- _AIM OF THE TASK_
Gather every line of the material below that contains the string "side", and reproduce each such line in full.

(Records from an annotation dataset)
========================

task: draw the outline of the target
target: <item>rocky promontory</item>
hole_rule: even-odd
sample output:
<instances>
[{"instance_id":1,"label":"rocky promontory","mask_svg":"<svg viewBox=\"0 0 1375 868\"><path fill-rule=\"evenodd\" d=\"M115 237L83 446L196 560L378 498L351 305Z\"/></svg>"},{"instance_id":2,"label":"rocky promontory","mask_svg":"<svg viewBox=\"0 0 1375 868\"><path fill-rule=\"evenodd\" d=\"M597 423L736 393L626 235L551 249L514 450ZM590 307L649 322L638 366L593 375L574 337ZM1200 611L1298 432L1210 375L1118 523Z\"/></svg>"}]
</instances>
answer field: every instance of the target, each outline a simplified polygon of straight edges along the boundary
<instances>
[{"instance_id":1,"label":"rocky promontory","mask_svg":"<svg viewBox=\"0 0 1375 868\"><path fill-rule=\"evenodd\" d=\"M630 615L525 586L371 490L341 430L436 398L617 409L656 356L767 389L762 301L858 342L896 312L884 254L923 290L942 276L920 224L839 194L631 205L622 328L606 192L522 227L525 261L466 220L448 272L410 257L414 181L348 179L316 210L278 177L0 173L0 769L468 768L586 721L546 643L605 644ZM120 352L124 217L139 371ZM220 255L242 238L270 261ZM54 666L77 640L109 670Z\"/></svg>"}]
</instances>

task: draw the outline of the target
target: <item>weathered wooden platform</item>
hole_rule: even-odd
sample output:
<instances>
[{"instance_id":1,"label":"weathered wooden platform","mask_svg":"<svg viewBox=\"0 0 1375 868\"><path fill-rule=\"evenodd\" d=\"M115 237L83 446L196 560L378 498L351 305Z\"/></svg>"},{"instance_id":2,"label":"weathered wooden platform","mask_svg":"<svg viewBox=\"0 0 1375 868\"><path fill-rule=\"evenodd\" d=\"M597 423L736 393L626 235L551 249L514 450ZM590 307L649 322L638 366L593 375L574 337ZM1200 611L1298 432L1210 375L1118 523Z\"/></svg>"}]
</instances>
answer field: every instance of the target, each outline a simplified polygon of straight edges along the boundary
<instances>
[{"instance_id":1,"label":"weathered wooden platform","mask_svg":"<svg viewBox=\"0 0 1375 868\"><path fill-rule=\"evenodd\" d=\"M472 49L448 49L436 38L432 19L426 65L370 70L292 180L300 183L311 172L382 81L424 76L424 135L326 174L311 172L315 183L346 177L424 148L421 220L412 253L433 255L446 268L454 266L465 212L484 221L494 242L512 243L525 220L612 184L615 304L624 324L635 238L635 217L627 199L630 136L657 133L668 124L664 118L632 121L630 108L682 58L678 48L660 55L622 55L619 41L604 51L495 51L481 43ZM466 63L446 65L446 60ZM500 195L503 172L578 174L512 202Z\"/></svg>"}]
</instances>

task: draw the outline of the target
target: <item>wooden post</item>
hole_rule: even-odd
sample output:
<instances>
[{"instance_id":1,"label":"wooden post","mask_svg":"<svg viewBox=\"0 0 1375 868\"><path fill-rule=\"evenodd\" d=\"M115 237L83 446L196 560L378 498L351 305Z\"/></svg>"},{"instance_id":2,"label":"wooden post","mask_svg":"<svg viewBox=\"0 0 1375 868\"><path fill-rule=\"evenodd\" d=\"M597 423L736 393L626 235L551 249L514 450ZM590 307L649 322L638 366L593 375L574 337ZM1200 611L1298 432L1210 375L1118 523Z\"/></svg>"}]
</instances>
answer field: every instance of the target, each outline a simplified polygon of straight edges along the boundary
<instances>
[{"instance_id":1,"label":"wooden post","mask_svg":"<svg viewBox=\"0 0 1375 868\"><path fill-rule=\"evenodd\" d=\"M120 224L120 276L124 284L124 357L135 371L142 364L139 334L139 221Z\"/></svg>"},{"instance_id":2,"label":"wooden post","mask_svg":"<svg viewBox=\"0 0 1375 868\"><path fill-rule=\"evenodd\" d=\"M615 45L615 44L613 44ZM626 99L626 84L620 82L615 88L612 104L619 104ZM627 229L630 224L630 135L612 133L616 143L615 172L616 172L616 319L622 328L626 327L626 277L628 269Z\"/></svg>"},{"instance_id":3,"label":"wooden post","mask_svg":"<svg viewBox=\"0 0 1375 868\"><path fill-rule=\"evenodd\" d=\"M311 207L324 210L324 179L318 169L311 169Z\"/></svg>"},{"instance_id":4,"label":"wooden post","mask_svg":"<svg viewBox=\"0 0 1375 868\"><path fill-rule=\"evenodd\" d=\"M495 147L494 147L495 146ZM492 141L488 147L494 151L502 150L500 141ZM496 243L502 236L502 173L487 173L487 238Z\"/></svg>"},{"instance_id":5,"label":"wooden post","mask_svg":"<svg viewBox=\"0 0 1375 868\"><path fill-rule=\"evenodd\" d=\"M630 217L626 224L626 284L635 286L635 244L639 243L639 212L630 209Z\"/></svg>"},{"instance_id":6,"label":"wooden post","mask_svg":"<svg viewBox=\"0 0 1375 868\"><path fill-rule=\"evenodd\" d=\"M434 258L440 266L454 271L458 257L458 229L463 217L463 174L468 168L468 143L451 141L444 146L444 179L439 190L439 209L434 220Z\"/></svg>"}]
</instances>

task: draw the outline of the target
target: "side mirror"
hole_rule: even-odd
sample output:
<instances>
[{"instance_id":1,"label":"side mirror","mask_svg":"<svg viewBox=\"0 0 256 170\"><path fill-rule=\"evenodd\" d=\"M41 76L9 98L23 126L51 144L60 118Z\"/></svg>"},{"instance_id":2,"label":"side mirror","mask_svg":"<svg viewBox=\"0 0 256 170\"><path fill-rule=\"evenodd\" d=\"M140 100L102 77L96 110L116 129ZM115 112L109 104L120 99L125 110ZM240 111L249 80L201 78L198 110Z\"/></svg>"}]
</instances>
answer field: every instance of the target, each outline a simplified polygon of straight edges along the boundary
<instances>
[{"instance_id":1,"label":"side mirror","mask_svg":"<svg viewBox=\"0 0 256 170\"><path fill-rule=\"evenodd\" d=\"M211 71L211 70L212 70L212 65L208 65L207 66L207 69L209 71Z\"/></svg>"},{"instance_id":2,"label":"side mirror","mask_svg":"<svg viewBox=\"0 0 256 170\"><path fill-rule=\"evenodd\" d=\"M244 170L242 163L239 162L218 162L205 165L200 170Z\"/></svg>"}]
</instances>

========================

- _EXERCISE SOLUTION_
target: "side mirror"
[{"instance_id":1,"label":"side mirror","mask_svg":"<svg viewBox=\"0 0 256 170\"><path fill-rule=\"evenodd\" d=\"M41 76L9 98L23 126L51 144L60 118Z\"/></svg>"},{"instance_id":2,"label":"side mirror","mask_svg":"<svg viewBox=\"0 0 256 170\"><path fill-rule=\"evenodd\" d=\"M140 100L102 77L96 110L116 129ZM115 112L109 104L120 99L125 110ZM240 111L249 80L201 78L198 110Z\"/></svg>"}]
[{"instance_id":1,"label":"side mirror","mask_svg":"<svg viewBox=\"0 0 256 170\"><path fill-rule=\"evenodd\" d=\"M211 71L211 70L212 70L212 65L208 65L207 66L207 69L209 71Z\"/></svg>"},{"instance_id":2,"label":"side mirror","mask_svg":"<svg viewBox=\"0 0 256 170\"><path fill-rule=\"evenodd\" d=\"M244 170L242 163L239 162L218 162L205 165L200 170Z\"/></svg>"}]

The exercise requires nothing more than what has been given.